● INFORMATION SUPPLIED

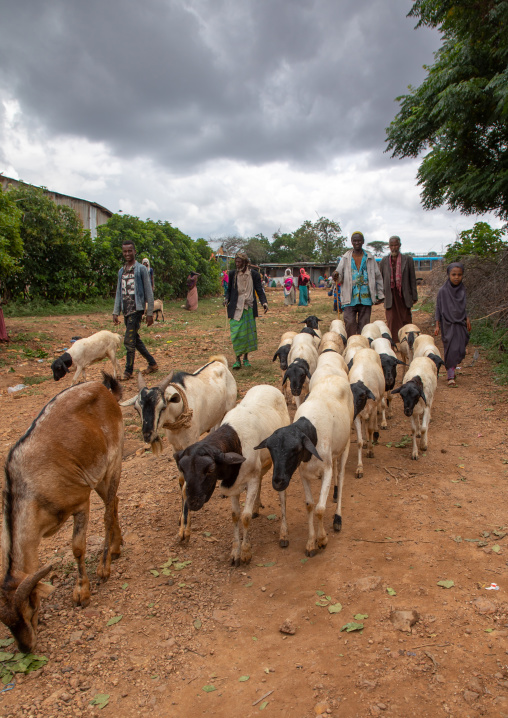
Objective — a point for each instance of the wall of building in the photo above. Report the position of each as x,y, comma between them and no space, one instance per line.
92,215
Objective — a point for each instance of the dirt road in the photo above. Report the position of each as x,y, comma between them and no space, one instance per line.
198,637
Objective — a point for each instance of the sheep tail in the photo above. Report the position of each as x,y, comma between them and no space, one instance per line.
113,385
219,357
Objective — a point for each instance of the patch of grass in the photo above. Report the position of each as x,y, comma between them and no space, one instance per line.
41,308
495,341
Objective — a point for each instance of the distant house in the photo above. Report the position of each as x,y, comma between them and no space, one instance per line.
92,215
313,269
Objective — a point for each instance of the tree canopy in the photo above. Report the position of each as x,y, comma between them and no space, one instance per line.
319,241
11,244
459,114
378,247
482,240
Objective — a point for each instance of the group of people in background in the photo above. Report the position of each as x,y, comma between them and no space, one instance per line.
359,282
363,284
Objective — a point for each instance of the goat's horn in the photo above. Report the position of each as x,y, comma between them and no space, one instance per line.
183,397
28,584
166,381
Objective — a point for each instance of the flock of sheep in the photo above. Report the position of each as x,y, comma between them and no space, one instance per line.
75,445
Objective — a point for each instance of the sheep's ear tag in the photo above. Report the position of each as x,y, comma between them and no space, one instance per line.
230,457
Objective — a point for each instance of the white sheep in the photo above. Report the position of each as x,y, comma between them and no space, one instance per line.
227,455
407,336
302,362
87,351
368,385
318,442
329,364
371,331
424,346
338,326
330,339
417,392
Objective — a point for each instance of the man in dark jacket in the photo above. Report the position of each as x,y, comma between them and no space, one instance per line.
244,283
133,293
399,282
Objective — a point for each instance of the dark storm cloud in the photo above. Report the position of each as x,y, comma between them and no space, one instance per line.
185,82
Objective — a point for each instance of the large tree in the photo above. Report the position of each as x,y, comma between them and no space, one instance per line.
11,244
459,114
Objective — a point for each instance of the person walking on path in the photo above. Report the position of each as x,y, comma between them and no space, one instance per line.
289,288
133,292
192,292
244,283
361,285
146,263
399,285
303,288
225,281
452,320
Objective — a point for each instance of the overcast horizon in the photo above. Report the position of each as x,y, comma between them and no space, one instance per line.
221,118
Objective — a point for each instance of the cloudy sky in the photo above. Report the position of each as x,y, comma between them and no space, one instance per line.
221,116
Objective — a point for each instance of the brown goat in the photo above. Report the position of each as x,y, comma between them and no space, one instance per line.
73,446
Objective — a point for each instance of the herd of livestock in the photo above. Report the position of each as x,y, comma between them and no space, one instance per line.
75,445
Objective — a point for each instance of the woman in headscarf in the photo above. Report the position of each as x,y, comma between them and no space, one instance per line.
452,319
3,330
244,283
192,292
303,288
289,287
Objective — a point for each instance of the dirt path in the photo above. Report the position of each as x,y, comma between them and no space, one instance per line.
407,526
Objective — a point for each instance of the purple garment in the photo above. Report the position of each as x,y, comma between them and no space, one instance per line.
451,315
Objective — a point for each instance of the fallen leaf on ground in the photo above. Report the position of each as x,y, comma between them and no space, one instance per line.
352,626
446,584
114,620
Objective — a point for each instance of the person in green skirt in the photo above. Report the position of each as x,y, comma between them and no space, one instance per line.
244,283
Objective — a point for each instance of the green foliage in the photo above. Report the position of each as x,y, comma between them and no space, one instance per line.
11,244
59,261
172,255
481,240
459,114
378,247
495,340
55,261
319,241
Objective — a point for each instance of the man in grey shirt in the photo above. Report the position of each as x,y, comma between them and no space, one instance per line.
133,293
361,285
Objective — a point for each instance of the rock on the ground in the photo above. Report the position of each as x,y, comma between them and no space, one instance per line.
403,620
288,627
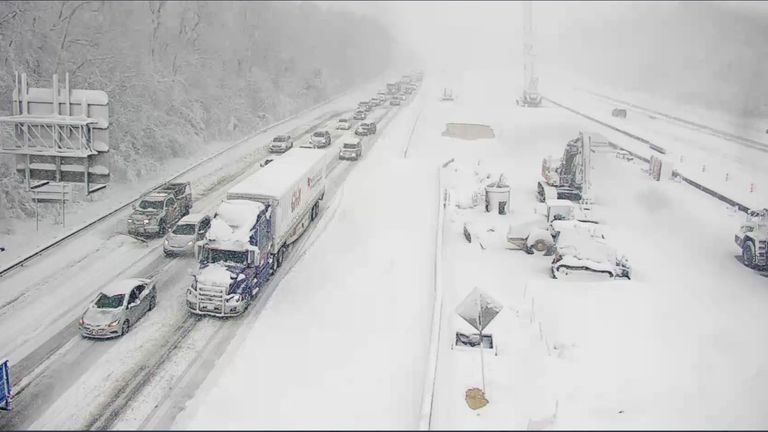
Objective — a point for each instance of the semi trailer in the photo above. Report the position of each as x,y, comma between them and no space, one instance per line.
252,231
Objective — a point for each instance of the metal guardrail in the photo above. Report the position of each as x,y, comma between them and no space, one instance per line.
654,147
427,403
744,141
79,230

● TASK TO COMPLETE
Reproduce every entry above in full and exactly, though not its pictures.

● TASK ANSWER
Objective — a point for each instance of the wall of building in the photo above. Report the position of each as x,y, comma between them and no space, one instance per line.
92,215
Objective — a point for each instance of the dirt road in the photo above. Report the position of each as x,y, comma between them and no space, one instance per line.
198,637
Objective — a point for each instance of the sheep tail in the photo above. Report the position of each as x,y, comma between them and no space, one instance per line.
113,385
219,357
Objective — a point for each instance of the patch of grass in the photo above. Report the position of each as x,y, comma between them and no space, one instance per line.
41,308
495,341
Objective — a point for each instance of the distant house in the photo above. Report the position of each as x,y, comma between them and no space, one instance per line.
92,215
313,269
Objective — a point for each instance of the tree canopy in the photo above. Report the position of each as x,y, comma between them and no space, one instance per line.
319,241
11,244
459,114
378,247
482,240
Objective — a point for each instance of the group of people in background in the photo above. Report the position of each as x,y, comma between them and no space, one instance per line.
359,282
363,284
Objective — a point for each instance of the goat's horn in the photo above. Report the position of each as x,y, comma between them and no space, one instance per line.
183,397
28,584
166,381
Objective — a point for each instance of the flock of sheep in the photo above. Report the position of each as x,y, comma between them and no space, one instance per line.
75,445
Objective — a point for each instance of the sheep's ear tag in the photo above. Report the position of each as x,y, comma between them and no space, one instance per line.
230,457
Objective — a point for each instance of the white sheep in the photo above. Report the position of each as x,y, comma between them and no space, one instance per line.
227,455
407,336
302,362
87,351
368,385
318,442
329,364
371,331
424,346
338,326
330,339
417,392
Objective — a point for each instance of the man in dark jacket in the photo above. Report the position of each as x,y, comma between them and no space, one instance per line.
244,283
133,293
399,282
Objective — a point for each instance of the dark storm cloud in the photo above. Report the position of each as x,y, comma between them and no space, one instance per line.
185,82
Objective — a point for each instance of the large tree in the photo above. Report the position of each as x,y, comma between them and no space, one instance per line.
11,244
459,114
Objective — a point for each instance of the person walking on path in the photo above. Report the position of each as x,y, comma between them and no space, one instance per line.
289,288
133,292
192,292
244,283
361,285
146,263
399,285
303,288
225,281
452,320
Objective — a point for each instance of the overcast horizon in the photo above. Report the position of each as x,y, comma between them and no space, one instance per line.
221,118
Objective — a point for each instance of the cloudy sky in the photo above. Report the position of each as x,y, comma between them and no space, one instance per line.
221,116
Objective — a point for each instance of the brown goat in the photo above. Report the position of each as x,y, comma between them and no space, one instance per line.
73,446
Objective — a point for each instance of the herd of livestock in the photo above. Report the position of each as x,y, comma between them and no space, one instance per line.
75,445
Objective — a point for each instance of the woman in headscarf in the photo above. Report the position of each as x,y, comma between them and no space, one instance per line.
452,319
3,330
244,283
192,292
303,288
289,287
Objective — a point for each instance of the dirt path in the photo above. Report the position of each as x,y, comma between them and no space, one instance per line.
407,526
Objective — a point for each instance of the purple garment in the photo above. Report the position of each as x,y, comma between them and no space, one instance per line.
451,315
Objective — a point for each instance of the fallen leaf on ground in the photo above. Report the position of each as x,y, comma between them and no space, one instance per line.
352,626
446,584
114,620
Objective — a point for each instance of the person in green skirt in the photo above. Report the position of each as x,y, comma between them and no space, one instance per line.
244,283
Objective — a point for each instance of the green foliage in the photo above. Report the position of each as x,y, comma between them and no space, one instance per line.
11,244
59,261
172,255
481,240
459,114
378,247
495,340
55,261
319,241
Objective — a point for each instance of the man in grey shirt in the photo above. Report the position of each as x,y, comma between them and no space, one instance per line.
133,293
361,285
Objective — a point for each instance of the rock on the ground in the photo above. Report the position of each as x,y, comma between them and no space, one instance per line.
403,620
288,627
Objective — a point for each instance of the semi trailer in the photo above. Report the position of each as x,y, comma between them and no space, one instance per line.
252,231
Objective — a point for each instance of the metal guardrail in the photo above. Report the position of each as x,y, comma between them and no space, one instance per line.
654,147
427,403
744,141
79,230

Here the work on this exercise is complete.